● Source document
§

Mental Health

21 Nov 2005 questionsarchive

I seek leave to make an explanation before asking the Minister for Mental Health and Substance Abuse a question about mental health.

The Hon. J.M.A. LENSINK: On Radio 5AA this morning the Leader of the Federal Opposition, Kim Beazley, was interviewed. A caller, Stephen, made the following comments:

. . . the terrible crisis that’s now unfolding with mental illness and drug addiction, The Australian newspaper, they’ve been running some quite good articles on it, and they’re quite blunt about talking about the problem existing because of the very young people between the ages of 13 and 21 being hooked on marijuana. This is an epidemic that’s unfolding. I just want to make the point that it’s becoming clear now with the amount of young males out there in society, but also the poor treatment these poor blighters are getting from the mental health system. Stateline on Friday night ran a story of a young man out in Mount Barker who was literally torturing himself for days and days and then eventually got refused admission to the Royal Adelaide Hospital because of this terrible conundrum that’s been created by the mental health system that if people are actually on drugs they don’t want anything to do with them. This is a disgrace. Now, Kim—I just want him to put it on the table his opinion of the soft drug laws that the state Labor governments have been running for years, I just want him to actually to put it on the table about what his opinion is of the soft drug laws in the country, particularly to do with marijuana and in fact all illicit drugs?

Kim Beazley replied as follows:

Mental health issues, let’s take that as a separate and substantial concern. Basically I think we all know now we went down the wrong track when we started talking about community-based solutions here, we have major mental health problems in this country. . . we have got to start to look more broadly at the way in which mental health issues and in some circumstances people need to be more intensively supported and given a back-up than they’re currently getting from the systems that we have in place.

The fashion of the 1980s was to say—look, this isn’t the problem that ought to be resolved by institutionalisation or intense care, people who have mental health problems ought to be just out there in the community. The consequence of that has not been good.

The Hon. A.J. Redford: Even he opposed the closure of Glenside.

The Hon. J.M.A. LENSINK: Indeed, he does, echoing the comments of David Richmond, the author of the 1983 Richmond report, and Monash University psychiatry professor Paul Mullen. My questions to the minister are:

1. Has she sought a report on the fellow who was reported on Stateline who is residing in Mount Barker, and can she provide a report to us?

§

● Task details
In the mental health transcript, who is named as the author of the 1983 Richmond report?

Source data
§

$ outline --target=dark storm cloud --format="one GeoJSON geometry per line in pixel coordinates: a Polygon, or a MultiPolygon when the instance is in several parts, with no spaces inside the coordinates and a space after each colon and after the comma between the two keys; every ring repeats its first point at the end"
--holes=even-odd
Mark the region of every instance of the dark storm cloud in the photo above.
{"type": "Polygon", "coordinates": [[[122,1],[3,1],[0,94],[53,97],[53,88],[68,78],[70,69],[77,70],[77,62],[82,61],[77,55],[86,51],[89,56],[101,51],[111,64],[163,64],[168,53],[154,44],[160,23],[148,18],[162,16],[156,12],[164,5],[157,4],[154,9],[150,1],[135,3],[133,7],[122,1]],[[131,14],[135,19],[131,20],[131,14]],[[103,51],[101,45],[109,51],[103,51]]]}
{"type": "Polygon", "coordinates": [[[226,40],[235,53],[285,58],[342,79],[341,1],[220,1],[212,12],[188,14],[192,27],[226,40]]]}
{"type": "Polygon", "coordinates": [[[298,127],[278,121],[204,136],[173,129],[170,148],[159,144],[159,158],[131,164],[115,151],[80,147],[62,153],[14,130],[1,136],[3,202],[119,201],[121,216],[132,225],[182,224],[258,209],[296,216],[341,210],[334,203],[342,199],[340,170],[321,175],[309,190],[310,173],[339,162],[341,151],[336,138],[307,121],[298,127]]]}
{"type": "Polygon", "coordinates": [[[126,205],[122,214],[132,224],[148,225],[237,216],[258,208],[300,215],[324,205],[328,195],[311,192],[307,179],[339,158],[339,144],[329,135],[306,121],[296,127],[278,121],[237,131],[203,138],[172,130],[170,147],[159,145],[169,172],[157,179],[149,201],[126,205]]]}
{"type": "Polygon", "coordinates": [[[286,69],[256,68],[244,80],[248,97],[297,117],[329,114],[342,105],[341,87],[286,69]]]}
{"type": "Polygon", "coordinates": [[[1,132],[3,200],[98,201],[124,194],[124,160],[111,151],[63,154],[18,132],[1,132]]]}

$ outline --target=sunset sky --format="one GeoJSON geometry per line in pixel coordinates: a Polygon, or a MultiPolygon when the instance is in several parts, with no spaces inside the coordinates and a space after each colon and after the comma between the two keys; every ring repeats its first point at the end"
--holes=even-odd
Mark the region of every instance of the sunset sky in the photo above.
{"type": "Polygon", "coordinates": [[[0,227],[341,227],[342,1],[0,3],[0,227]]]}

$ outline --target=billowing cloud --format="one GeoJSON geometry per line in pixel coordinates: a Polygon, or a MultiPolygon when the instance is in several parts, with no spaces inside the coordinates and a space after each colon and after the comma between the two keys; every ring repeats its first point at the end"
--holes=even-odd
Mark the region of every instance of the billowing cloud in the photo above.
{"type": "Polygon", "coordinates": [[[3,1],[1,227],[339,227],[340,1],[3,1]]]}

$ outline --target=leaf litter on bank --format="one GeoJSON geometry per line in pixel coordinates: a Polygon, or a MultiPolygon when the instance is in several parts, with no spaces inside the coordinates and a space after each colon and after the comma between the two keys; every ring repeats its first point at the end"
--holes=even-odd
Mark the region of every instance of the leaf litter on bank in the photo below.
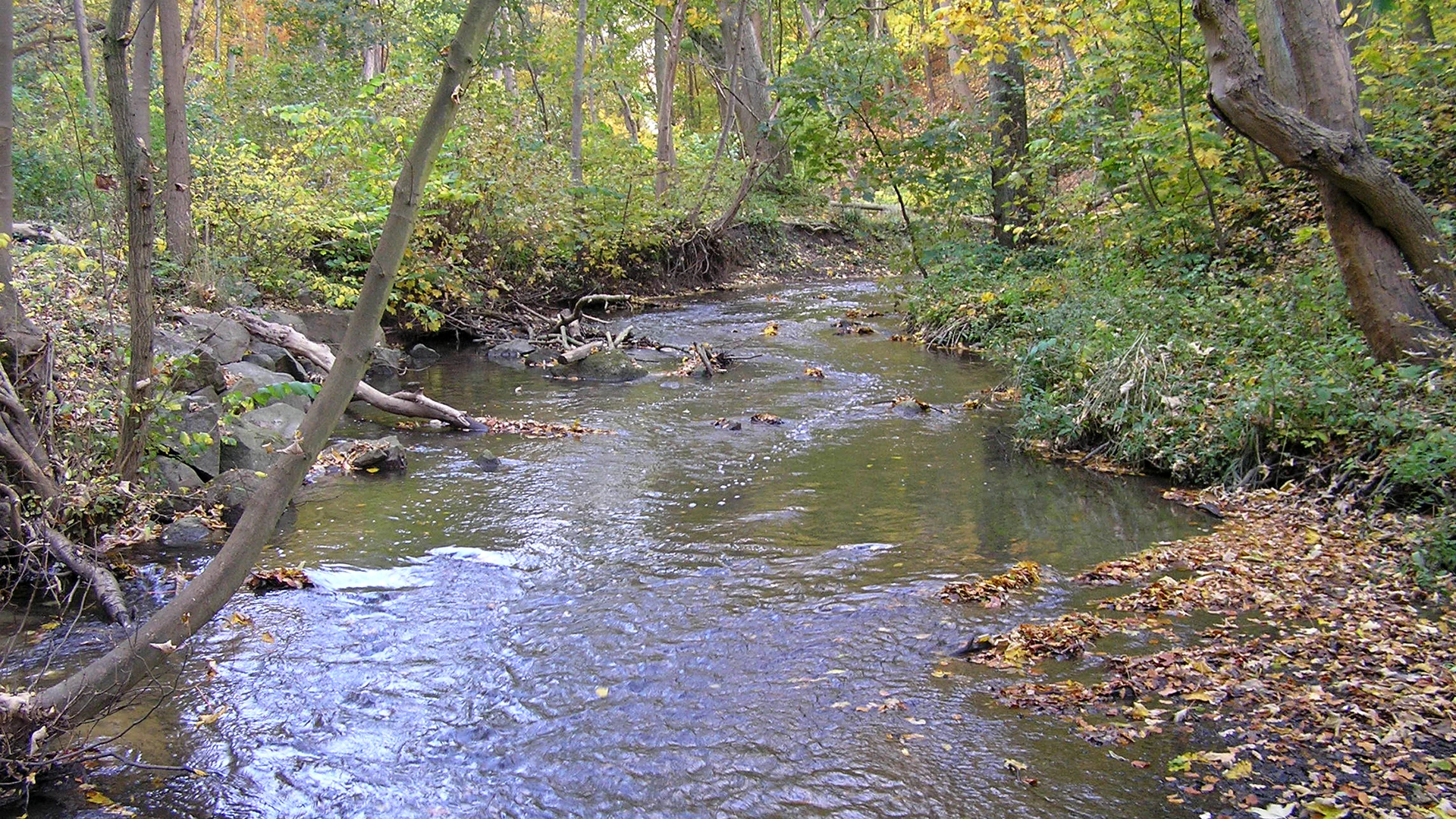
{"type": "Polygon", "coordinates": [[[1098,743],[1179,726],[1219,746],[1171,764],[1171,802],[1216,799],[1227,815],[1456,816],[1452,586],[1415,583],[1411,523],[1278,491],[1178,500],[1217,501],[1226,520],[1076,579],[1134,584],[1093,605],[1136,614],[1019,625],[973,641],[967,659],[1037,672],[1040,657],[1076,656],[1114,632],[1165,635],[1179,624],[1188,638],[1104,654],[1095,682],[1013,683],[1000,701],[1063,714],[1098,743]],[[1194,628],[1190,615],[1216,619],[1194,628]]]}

§

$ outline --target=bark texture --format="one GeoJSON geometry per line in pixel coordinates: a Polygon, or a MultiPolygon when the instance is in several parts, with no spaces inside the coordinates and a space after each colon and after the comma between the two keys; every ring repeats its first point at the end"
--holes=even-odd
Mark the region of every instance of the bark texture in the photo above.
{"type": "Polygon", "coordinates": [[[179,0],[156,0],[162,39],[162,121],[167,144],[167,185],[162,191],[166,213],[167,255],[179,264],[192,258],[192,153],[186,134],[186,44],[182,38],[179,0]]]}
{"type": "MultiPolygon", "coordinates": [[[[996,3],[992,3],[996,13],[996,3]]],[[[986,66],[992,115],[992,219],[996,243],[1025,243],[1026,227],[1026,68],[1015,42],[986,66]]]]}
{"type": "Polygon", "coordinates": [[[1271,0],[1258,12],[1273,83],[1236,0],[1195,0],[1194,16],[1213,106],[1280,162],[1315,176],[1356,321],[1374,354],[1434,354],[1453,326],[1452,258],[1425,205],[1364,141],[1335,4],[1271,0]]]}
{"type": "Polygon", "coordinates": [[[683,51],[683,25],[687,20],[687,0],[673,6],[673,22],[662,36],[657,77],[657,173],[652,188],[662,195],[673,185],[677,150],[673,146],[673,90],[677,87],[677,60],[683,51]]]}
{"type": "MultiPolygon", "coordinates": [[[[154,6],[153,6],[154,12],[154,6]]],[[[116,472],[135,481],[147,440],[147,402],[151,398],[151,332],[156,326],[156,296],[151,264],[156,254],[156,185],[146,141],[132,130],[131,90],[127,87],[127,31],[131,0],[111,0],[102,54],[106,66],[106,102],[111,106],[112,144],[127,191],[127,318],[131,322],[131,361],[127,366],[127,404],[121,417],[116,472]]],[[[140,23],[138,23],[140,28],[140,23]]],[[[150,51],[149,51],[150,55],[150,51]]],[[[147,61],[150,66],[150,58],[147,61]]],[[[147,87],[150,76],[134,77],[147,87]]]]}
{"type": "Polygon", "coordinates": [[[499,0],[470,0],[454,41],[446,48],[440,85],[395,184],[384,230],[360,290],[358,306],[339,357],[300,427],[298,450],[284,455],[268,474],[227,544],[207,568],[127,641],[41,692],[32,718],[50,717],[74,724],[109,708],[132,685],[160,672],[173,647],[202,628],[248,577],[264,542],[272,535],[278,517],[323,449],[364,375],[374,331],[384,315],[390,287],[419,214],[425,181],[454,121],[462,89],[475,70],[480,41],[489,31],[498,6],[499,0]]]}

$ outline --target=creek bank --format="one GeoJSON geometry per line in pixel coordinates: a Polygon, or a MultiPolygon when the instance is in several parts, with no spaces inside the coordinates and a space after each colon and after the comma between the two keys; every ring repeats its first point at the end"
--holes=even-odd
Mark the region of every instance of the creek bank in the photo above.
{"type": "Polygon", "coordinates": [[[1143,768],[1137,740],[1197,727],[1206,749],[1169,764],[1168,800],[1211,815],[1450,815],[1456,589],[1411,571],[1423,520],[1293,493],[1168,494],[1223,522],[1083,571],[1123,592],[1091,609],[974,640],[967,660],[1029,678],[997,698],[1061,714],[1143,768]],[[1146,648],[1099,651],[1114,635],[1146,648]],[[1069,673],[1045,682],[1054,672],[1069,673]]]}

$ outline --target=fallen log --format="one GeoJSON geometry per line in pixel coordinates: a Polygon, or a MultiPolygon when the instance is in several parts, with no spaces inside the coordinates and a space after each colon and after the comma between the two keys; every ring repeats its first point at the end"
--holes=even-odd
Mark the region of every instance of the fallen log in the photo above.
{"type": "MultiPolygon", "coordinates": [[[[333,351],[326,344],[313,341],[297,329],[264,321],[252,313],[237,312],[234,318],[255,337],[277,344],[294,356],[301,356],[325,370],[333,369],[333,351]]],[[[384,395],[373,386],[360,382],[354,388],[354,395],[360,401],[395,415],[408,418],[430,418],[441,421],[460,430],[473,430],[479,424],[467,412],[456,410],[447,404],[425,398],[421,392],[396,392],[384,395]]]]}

§

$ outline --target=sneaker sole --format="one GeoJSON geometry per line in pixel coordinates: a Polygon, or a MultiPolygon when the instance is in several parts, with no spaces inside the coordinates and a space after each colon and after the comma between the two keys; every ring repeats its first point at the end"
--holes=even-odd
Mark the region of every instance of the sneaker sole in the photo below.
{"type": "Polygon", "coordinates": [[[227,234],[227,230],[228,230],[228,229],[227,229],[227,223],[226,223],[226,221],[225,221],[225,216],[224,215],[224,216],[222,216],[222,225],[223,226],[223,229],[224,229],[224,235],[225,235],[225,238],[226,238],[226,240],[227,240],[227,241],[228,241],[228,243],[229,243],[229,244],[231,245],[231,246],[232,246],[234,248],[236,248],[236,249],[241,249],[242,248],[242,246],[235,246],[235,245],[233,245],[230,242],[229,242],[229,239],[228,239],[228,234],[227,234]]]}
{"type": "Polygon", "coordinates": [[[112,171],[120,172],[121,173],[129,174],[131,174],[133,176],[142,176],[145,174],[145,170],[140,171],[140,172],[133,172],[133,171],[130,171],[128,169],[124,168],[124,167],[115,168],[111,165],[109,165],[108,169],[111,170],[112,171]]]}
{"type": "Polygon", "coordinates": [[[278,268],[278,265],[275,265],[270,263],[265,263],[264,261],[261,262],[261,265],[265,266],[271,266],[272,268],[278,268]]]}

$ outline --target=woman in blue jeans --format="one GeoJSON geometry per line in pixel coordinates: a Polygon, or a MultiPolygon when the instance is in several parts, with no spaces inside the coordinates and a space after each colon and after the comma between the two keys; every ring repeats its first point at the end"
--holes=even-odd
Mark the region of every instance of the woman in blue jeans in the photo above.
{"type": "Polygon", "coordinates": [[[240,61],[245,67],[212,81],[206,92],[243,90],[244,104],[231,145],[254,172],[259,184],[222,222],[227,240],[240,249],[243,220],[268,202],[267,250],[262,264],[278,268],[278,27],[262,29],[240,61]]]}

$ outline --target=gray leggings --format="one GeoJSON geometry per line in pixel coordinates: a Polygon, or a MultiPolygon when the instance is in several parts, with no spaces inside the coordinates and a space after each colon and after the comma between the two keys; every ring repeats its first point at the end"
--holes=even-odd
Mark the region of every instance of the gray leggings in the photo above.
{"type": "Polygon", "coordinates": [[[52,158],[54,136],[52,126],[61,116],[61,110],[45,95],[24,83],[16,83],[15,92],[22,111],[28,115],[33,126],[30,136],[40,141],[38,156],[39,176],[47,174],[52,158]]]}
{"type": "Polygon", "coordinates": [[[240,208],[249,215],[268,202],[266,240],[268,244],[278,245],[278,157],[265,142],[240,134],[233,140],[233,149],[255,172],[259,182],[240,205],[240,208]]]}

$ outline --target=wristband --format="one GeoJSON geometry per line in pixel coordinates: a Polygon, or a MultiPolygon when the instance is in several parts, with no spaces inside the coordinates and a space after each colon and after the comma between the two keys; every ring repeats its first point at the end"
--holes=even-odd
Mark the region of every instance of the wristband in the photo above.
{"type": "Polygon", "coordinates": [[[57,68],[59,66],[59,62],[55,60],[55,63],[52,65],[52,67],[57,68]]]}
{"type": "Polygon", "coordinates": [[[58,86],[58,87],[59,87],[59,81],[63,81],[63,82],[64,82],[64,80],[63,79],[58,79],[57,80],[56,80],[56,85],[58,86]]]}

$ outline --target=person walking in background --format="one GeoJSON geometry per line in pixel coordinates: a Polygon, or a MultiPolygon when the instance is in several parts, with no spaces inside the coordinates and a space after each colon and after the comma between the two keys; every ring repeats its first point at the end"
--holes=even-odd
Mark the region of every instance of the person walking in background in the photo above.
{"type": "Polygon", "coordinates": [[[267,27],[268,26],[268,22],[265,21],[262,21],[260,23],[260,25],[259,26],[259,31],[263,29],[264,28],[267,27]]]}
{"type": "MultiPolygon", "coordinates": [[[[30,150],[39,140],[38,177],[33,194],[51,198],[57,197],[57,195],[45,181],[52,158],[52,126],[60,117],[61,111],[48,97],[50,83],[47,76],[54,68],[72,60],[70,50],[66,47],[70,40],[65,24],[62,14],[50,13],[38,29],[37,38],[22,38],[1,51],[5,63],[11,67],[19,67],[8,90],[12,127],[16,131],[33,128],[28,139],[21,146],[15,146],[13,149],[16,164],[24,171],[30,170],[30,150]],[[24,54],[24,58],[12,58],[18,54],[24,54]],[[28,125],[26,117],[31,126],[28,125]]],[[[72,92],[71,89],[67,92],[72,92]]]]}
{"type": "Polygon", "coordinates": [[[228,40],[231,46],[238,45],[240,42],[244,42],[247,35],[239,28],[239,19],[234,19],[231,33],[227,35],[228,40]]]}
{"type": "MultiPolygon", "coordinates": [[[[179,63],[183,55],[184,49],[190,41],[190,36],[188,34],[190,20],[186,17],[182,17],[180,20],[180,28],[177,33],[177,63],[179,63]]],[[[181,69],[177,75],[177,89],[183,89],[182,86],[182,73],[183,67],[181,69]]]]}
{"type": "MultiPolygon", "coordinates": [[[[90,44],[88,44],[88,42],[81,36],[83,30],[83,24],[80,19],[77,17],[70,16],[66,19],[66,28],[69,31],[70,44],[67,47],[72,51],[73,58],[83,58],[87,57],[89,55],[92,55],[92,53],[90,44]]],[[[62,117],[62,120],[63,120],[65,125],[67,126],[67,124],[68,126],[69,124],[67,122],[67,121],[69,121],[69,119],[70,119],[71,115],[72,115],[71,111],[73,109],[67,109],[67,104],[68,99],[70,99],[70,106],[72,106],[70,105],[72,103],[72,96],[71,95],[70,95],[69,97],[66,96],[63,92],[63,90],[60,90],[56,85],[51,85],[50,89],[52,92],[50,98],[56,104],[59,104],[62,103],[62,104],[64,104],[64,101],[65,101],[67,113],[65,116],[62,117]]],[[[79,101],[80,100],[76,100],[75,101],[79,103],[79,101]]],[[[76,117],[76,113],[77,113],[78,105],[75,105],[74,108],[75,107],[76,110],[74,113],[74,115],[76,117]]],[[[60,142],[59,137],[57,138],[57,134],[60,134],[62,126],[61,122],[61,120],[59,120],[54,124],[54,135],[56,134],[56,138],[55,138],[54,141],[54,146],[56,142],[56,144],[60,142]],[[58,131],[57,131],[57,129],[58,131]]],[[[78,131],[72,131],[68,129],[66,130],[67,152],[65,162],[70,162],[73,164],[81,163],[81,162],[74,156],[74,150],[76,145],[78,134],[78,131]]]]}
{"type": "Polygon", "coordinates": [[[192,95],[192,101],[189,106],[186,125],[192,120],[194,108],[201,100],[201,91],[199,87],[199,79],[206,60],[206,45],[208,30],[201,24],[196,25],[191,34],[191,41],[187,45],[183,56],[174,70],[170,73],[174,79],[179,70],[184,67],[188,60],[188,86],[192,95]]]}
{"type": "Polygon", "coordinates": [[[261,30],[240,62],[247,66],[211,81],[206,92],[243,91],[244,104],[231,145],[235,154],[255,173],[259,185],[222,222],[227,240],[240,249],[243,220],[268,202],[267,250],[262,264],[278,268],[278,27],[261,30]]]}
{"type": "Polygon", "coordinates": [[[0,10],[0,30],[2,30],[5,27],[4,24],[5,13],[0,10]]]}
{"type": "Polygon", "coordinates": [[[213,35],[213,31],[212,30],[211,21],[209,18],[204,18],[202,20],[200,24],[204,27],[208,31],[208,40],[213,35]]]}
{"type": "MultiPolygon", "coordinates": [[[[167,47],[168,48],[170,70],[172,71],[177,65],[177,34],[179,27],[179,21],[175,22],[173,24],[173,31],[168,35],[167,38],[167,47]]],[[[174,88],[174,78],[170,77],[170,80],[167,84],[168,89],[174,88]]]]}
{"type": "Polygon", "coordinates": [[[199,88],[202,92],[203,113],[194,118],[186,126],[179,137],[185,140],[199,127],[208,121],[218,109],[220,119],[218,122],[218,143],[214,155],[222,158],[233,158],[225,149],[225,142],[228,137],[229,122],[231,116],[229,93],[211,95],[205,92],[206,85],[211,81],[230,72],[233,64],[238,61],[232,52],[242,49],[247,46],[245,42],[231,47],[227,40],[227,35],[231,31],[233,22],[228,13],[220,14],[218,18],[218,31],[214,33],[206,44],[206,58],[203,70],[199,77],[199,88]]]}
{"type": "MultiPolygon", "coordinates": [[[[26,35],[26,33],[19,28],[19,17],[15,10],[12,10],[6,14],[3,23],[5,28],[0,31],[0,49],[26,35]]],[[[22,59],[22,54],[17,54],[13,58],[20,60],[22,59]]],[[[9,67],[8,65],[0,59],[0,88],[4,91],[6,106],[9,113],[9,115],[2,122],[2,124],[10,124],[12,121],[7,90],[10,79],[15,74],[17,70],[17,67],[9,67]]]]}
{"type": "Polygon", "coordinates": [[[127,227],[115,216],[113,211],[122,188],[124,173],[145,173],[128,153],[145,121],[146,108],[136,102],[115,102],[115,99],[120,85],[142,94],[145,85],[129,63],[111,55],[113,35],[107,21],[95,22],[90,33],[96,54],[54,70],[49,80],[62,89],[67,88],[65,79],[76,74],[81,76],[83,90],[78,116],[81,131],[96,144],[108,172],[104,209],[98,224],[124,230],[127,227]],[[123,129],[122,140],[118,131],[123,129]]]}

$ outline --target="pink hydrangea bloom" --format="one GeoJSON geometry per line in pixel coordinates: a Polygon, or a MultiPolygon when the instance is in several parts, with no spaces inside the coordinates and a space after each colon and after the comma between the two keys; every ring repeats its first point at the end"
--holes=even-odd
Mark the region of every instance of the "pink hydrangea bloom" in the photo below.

§

● Output of the exercise
David Richmond